* **PROVIDED RECORDS**:
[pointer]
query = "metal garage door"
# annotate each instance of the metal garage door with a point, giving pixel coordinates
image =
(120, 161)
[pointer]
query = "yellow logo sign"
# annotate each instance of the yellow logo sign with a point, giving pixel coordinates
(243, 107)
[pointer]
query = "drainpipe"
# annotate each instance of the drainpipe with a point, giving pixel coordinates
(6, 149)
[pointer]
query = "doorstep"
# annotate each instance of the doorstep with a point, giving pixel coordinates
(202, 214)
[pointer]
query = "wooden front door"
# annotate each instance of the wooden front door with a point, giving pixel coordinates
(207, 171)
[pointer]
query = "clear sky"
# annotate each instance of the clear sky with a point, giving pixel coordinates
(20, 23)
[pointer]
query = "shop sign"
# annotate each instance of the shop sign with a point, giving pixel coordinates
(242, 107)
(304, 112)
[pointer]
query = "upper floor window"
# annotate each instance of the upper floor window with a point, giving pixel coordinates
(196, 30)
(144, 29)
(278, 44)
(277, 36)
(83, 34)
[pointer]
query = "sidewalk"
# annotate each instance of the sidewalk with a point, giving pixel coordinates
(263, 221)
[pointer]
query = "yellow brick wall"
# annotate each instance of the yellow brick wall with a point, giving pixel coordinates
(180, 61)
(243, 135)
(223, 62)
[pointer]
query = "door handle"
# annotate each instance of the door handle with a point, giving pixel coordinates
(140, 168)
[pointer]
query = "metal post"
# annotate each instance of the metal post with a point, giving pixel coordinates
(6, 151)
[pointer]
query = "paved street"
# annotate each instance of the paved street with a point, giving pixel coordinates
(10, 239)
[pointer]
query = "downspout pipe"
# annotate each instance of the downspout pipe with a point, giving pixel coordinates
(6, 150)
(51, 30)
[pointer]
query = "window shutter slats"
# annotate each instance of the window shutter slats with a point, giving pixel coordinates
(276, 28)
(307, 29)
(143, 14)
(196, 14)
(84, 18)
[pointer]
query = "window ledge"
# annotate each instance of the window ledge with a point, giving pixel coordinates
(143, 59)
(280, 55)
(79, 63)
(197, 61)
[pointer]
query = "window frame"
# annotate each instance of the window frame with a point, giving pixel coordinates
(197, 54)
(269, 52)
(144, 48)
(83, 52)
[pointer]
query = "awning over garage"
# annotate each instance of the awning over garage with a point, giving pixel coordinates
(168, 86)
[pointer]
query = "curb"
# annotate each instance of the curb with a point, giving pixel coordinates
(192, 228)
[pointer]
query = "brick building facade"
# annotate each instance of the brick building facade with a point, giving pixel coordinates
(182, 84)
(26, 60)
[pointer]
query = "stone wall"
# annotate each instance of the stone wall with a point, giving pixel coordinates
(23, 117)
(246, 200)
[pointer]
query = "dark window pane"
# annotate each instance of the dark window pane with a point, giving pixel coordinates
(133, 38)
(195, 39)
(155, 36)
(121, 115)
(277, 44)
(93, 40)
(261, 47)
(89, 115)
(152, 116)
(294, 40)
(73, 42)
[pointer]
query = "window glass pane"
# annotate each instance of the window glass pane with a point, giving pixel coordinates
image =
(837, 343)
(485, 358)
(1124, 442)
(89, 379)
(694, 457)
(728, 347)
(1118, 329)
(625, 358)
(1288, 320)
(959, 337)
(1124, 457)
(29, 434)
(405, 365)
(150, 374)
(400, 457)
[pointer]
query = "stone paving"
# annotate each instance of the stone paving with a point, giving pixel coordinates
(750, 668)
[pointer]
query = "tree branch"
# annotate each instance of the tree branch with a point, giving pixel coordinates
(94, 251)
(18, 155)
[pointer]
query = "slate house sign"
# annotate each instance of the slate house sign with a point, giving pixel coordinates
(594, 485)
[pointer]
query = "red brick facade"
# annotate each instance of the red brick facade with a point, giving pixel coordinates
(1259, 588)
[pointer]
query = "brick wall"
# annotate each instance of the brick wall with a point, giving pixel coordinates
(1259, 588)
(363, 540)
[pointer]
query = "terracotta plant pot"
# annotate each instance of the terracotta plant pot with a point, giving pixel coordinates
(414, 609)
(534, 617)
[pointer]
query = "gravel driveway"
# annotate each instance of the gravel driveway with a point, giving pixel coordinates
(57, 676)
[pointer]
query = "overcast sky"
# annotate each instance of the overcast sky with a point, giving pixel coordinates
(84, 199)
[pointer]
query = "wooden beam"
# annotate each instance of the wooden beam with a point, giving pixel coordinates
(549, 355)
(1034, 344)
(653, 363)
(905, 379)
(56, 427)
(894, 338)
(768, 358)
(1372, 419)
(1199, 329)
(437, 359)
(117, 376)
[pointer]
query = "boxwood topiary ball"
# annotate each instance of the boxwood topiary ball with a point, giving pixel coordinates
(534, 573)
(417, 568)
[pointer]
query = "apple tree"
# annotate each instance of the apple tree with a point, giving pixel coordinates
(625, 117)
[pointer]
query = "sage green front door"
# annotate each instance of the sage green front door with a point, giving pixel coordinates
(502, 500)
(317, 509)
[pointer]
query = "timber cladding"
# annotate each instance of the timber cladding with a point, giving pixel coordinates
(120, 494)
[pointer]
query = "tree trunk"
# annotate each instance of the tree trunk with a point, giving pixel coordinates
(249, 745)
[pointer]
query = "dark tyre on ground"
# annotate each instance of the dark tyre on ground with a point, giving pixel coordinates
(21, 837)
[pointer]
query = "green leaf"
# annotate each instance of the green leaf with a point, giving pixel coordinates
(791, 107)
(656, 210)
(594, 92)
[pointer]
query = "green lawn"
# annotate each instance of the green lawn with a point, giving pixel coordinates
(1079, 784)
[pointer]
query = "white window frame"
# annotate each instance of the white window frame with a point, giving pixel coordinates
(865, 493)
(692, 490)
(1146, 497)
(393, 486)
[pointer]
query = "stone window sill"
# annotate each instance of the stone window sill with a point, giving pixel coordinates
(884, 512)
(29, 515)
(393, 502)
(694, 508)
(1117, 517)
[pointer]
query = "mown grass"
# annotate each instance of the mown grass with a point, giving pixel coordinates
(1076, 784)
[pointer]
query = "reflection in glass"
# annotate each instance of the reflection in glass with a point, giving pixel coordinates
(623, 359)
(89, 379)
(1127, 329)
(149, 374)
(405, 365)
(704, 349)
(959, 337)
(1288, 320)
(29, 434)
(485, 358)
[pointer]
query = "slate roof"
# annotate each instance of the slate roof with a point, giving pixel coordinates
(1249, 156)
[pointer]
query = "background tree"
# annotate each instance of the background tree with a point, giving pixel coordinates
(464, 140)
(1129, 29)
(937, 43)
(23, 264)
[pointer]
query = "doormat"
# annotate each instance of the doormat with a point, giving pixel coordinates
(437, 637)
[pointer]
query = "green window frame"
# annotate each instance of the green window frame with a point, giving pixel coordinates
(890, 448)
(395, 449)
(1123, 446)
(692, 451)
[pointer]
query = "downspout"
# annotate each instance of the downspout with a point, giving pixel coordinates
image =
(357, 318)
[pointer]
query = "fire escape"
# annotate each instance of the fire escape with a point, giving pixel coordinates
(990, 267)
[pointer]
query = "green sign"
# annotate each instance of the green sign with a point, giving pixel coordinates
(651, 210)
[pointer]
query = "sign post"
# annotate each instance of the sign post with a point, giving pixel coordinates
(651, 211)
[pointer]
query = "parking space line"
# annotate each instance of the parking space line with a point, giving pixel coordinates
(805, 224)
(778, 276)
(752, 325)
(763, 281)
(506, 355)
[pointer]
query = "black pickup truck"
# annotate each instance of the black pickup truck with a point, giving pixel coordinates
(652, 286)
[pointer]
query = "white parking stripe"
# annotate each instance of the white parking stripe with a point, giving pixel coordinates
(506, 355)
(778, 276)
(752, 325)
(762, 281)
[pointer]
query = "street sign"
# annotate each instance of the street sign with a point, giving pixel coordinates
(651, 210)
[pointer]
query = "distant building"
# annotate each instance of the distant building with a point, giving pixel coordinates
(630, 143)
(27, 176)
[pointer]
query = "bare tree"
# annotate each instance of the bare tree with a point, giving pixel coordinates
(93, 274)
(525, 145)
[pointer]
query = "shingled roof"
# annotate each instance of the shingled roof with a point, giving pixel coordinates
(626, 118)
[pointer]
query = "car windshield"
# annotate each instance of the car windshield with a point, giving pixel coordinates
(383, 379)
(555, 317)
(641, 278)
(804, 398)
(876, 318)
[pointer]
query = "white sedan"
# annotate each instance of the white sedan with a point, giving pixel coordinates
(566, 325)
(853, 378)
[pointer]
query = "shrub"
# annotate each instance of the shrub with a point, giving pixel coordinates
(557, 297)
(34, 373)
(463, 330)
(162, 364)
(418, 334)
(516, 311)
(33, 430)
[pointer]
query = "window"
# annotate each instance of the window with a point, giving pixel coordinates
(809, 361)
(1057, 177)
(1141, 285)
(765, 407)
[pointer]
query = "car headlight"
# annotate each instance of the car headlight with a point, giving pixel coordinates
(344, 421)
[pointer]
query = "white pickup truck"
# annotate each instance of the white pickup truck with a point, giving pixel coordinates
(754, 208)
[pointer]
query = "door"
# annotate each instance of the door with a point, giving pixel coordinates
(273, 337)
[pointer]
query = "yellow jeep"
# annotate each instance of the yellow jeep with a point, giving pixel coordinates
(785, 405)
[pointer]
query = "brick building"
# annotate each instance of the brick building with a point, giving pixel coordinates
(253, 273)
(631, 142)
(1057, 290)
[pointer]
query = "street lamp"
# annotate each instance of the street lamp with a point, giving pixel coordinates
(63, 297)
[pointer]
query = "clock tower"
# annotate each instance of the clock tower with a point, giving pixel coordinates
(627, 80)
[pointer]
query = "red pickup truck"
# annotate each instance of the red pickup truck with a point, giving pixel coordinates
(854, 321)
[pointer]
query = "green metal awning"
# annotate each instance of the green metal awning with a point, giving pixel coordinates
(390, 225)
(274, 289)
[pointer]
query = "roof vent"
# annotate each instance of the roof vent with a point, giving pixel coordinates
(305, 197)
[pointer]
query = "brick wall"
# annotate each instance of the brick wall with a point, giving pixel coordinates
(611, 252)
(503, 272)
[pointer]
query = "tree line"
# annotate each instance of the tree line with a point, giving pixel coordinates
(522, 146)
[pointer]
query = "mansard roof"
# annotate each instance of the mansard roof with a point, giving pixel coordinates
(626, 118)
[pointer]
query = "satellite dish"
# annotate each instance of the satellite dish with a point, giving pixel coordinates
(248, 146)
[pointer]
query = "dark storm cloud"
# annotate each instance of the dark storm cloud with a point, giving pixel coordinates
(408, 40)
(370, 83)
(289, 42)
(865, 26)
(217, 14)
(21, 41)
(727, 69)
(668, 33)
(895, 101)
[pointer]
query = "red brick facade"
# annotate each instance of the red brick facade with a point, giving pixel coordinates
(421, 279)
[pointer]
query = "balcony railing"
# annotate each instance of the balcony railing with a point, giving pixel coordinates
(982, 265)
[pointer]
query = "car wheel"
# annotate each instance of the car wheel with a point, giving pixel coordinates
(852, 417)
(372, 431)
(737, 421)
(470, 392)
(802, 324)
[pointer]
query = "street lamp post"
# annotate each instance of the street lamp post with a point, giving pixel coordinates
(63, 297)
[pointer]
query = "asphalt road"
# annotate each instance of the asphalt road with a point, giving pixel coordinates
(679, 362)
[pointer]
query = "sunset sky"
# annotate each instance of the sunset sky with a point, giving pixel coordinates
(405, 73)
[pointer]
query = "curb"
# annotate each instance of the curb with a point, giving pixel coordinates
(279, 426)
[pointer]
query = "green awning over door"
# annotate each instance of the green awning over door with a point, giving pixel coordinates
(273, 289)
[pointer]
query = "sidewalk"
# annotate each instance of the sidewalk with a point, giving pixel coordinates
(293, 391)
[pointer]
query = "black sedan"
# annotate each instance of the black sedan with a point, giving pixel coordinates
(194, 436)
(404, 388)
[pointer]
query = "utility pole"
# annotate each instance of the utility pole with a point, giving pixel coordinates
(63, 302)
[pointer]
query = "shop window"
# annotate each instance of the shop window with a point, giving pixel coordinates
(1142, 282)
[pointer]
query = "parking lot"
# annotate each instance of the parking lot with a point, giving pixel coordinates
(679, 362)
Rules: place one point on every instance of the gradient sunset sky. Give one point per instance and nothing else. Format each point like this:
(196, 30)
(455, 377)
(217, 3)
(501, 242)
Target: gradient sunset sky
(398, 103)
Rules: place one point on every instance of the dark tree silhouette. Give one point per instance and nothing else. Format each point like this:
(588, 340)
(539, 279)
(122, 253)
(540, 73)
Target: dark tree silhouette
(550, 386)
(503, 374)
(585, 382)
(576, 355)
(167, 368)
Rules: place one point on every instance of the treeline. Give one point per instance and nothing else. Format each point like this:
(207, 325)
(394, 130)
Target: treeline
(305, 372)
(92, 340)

* **TASK**: Everything from the line containing "Rules: place one point on every instance of the gradient" through the final line of the listing, inclusive, must be reproduced exactly; leave out the rest.

* **TASK SOLUTION**:
Rules: place one point on every instance of the gradient sunset sky. Give one point per instance and nothing else. Format each point like this:
(196, 30)
(455, 377)
(217, 3)
(501, 242)
Target: gradient sunset sky
(398, 103)
Rules: place one point on every instance of the dark tree silhouette. Give one point per instance and nothing else. Format each point like this:
(588, 340)
(539, 279)
(122, 253)
(540, 73)
Target: dark tree silhouette
(550, 386)
(503, 374)
(585, 382)
(576, 355)
(167, 368)
Rules: place one point on every instance of the treeline. Give one point per instance and nothing else. Format each point like this:
(207, 325)
(394, 130)
Target: treeline
(305, 372)
(92, 340)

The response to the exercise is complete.